*TASK ITEM:* Of the entries below, restate word for word only the section that runs from the line with "pixel 71 357" to the line with "# response lists one point per instance, each like pixel 813", counting both ends.
-*-*-
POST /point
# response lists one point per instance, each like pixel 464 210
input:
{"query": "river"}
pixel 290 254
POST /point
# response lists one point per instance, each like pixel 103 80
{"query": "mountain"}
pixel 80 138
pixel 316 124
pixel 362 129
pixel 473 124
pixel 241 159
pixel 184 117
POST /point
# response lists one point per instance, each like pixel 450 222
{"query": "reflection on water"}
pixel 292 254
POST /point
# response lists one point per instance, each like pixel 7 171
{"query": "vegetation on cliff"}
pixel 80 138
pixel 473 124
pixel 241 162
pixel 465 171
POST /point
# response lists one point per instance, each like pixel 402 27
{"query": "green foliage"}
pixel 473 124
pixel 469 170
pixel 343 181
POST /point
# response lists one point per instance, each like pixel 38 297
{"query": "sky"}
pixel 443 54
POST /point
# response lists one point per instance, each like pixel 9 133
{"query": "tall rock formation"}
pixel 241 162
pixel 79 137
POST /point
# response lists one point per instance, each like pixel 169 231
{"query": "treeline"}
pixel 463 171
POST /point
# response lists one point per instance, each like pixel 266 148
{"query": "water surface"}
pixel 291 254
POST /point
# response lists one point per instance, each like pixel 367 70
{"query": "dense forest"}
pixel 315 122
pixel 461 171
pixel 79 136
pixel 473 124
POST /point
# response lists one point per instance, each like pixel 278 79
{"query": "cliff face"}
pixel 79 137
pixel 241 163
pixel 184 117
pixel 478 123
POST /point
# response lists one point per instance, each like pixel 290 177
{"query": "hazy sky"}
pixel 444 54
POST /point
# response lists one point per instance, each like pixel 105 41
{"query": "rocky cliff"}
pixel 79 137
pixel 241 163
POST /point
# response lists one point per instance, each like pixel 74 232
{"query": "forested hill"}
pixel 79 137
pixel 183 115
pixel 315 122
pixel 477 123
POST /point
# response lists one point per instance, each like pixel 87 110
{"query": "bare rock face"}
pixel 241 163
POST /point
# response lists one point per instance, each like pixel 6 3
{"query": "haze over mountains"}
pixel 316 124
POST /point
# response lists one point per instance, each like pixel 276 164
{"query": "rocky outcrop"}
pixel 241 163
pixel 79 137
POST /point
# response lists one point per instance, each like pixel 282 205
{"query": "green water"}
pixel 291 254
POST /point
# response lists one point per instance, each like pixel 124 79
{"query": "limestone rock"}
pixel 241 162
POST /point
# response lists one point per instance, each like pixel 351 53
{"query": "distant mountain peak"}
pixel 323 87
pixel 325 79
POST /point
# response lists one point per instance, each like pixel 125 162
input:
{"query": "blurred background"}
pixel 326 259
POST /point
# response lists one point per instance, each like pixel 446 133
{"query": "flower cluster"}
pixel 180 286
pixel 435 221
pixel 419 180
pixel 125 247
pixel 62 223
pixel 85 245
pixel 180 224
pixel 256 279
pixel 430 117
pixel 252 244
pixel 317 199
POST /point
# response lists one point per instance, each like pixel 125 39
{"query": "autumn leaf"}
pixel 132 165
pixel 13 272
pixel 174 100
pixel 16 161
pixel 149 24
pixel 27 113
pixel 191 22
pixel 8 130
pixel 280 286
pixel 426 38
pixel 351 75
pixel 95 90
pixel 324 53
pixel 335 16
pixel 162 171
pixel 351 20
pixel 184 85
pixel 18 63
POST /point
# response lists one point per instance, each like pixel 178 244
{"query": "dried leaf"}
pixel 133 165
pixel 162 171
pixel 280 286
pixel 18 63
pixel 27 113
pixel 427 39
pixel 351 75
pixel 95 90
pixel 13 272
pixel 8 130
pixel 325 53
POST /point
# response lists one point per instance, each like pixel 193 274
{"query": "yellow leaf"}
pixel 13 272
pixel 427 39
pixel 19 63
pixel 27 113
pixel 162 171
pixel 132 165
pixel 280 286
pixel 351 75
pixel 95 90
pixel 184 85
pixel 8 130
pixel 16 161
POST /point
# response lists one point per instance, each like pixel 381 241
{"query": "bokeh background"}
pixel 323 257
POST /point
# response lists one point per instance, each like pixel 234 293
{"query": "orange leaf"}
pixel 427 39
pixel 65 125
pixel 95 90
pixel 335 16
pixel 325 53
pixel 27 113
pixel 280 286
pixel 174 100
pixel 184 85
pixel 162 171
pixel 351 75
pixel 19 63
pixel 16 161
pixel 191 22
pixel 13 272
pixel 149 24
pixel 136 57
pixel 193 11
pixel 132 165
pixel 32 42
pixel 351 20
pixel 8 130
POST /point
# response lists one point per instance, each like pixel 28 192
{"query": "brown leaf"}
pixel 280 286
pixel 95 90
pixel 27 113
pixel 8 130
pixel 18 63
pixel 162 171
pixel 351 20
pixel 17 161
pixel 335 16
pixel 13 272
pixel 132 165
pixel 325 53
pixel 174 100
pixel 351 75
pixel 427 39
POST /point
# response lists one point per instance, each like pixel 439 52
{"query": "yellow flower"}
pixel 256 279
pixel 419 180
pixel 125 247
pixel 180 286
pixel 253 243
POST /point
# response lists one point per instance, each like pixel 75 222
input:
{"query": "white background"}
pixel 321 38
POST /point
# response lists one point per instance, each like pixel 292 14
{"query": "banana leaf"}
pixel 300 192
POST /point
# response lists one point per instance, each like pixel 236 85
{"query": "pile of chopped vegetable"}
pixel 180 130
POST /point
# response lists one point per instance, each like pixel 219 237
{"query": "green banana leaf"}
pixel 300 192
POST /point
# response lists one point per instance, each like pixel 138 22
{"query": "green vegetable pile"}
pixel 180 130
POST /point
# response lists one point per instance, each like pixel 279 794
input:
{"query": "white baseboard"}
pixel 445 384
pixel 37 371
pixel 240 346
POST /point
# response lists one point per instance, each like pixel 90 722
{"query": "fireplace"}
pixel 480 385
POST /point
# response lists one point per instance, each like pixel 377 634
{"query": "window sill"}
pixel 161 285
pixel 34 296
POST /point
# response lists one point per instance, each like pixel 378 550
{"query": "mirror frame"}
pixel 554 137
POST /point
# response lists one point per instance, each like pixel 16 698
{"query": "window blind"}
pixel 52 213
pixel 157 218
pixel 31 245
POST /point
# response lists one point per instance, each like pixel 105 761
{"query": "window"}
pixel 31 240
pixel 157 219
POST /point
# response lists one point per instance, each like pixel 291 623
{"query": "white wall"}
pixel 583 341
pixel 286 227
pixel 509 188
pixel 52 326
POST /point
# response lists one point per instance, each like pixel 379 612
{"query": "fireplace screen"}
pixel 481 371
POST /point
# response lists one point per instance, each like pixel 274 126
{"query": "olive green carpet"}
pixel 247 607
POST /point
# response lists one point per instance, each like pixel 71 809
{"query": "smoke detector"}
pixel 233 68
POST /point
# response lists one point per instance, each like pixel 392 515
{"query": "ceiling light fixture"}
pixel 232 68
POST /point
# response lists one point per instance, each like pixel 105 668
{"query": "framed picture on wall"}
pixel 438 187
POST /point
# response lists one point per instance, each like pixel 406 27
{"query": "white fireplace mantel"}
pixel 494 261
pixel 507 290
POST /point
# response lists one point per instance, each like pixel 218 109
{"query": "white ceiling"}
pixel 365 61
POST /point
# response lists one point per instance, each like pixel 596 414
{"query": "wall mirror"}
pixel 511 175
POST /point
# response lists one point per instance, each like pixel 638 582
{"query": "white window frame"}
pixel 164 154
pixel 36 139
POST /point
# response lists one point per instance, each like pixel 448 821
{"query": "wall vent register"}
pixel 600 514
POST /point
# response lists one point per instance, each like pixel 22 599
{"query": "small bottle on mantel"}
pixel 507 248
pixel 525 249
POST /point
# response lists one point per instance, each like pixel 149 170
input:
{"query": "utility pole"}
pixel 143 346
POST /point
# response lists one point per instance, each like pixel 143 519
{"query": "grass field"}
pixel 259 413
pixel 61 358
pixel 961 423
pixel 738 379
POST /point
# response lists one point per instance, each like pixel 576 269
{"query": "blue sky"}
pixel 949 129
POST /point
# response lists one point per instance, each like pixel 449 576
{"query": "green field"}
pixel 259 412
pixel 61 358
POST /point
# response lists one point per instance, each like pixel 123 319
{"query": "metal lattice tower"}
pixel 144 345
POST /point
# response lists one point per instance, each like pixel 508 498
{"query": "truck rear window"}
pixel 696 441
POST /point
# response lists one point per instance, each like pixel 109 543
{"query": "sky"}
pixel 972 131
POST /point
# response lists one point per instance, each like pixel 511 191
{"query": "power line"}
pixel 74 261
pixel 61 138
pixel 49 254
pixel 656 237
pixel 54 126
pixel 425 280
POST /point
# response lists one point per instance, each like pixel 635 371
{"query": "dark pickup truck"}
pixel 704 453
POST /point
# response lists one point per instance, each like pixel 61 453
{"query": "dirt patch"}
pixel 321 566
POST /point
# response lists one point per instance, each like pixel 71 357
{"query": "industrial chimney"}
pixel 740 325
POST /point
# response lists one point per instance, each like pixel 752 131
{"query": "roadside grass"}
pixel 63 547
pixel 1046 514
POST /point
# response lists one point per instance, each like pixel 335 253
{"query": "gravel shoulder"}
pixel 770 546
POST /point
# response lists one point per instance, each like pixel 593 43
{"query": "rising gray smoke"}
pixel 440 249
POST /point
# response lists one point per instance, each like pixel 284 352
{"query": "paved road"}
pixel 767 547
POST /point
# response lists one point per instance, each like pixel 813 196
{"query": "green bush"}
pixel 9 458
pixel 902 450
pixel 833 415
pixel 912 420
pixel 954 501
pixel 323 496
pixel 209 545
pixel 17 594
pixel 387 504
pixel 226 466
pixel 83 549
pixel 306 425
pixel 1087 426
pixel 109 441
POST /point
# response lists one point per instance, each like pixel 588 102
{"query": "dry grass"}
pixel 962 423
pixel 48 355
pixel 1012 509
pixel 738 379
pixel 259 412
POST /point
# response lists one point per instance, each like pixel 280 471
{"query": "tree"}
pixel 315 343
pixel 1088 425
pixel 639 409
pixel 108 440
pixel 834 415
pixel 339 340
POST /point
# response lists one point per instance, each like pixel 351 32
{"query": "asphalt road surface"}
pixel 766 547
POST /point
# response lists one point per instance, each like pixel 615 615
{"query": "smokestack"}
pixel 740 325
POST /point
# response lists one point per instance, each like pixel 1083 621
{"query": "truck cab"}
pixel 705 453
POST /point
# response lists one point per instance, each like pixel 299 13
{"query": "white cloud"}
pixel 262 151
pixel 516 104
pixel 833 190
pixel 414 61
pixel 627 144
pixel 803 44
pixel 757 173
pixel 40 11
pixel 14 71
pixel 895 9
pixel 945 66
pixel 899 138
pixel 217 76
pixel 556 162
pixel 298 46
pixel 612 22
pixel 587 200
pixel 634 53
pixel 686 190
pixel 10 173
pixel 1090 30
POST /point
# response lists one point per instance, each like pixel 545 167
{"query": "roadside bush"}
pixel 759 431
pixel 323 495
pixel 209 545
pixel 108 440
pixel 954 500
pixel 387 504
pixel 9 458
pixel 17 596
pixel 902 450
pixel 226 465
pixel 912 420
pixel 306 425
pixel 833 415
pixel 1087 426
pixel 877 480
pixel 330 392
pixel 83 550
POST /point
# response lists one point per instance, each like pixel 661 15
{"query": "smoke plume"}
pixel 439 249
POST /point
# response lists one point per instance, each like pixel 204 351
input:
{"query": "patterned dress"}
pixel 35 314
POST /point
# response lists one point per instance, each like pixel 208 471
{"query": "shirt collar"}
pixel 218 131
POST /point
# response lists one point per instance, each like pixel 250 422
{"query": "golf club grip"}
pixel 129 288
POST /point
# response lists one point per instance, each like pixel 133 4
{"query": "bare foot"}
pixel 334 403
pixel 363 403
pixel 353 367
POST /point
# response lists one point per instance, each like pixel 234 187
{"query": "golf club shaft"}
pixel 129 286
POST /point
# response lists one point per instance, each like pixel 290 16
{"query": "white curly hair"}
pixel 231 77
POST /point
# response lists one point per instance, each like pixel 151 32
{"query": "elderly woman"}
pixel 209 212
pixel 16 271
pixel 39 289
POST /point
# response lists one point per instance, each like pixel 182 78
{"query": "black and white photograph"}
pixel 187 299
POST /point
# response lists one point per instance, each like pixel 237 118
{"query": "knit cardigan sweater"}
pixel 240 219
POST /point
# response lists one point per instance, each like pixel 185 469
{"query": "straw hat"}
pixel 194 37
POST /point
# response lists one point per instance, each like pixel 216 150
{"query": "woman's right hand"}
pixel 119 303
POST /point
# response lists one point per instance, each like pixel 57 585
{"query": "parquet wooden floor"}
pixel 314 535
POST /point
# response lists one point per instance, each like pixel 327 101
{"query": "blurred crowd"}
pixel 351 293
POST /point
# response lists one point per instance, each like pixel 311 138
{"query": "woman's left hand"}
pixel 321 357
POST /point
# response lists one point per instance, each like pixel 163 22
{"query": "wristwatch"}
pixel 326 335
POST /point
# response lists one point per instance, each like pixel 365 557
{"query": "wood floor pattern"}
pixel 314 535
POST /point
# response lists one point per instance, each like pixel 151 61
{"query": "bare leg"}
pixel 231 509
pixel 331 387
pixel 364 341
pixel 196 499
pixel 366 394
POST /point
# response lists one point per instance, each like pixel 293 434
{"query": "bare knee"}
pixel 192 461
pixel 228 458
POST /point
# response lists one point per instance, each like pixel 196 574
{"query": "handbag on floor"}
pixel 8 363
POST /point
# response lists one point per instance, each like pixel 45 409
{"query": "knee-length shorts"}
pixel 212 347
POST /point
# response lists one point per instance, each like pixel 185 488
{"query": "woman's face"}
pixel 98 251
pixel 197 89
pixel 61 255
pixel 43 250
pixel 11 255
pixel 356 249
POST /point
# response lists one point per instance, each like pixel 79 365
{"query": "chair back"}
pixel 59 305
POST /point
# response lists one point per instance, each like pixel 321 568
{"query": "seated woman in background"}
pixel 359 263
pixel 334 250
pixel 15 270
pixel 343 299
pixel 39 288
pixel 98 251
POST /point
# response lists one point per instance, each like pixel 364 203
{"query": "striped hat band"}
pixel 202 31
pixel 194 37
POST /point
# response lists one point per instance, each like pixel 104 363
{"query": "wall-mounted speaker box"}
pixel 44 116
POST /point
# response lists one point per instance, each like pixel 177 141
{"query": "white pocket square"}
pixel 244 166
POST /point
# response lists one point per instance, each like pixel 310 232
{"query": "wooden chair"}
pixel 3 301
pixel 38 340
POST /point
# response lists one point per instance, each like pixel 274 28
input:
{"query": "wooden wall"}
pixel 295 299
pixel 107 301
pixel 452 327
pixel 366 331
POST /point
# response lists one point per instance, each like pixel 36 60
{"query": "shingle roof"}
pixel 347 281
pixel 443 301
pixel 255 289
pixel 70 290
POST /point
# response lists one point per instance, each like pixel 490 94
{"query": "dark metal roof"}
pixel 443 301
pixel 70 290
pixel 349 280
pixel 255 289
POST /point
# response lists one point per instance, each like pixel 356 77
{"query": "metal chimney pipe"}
-*-*-
*TASK RESULT:*
# response lists one point per instance, each like pixel 71 357
{"query": "industrial chimney"}
pixel 740 325
POST /point
# response lists one point per instance, each like pixel 752 131
{"query": "roadside grass"}
pixel 63 547
pixel 1046 514
POST /point
# response lists one point per instance, each like pixel 335 253
{"query": "gravel shoulder"}
pixel 770 546
POST /point
# response lists one point per instance, each like pixel 593 43
{"query": "rising gray smoke"}
pixel 440 249
POST /point
# response lists one point per instance, each like pixel 284 352
{"query": "paved road"}
pixel 767 547
POST /point
# response lists one point per instance, each like pixel 813 196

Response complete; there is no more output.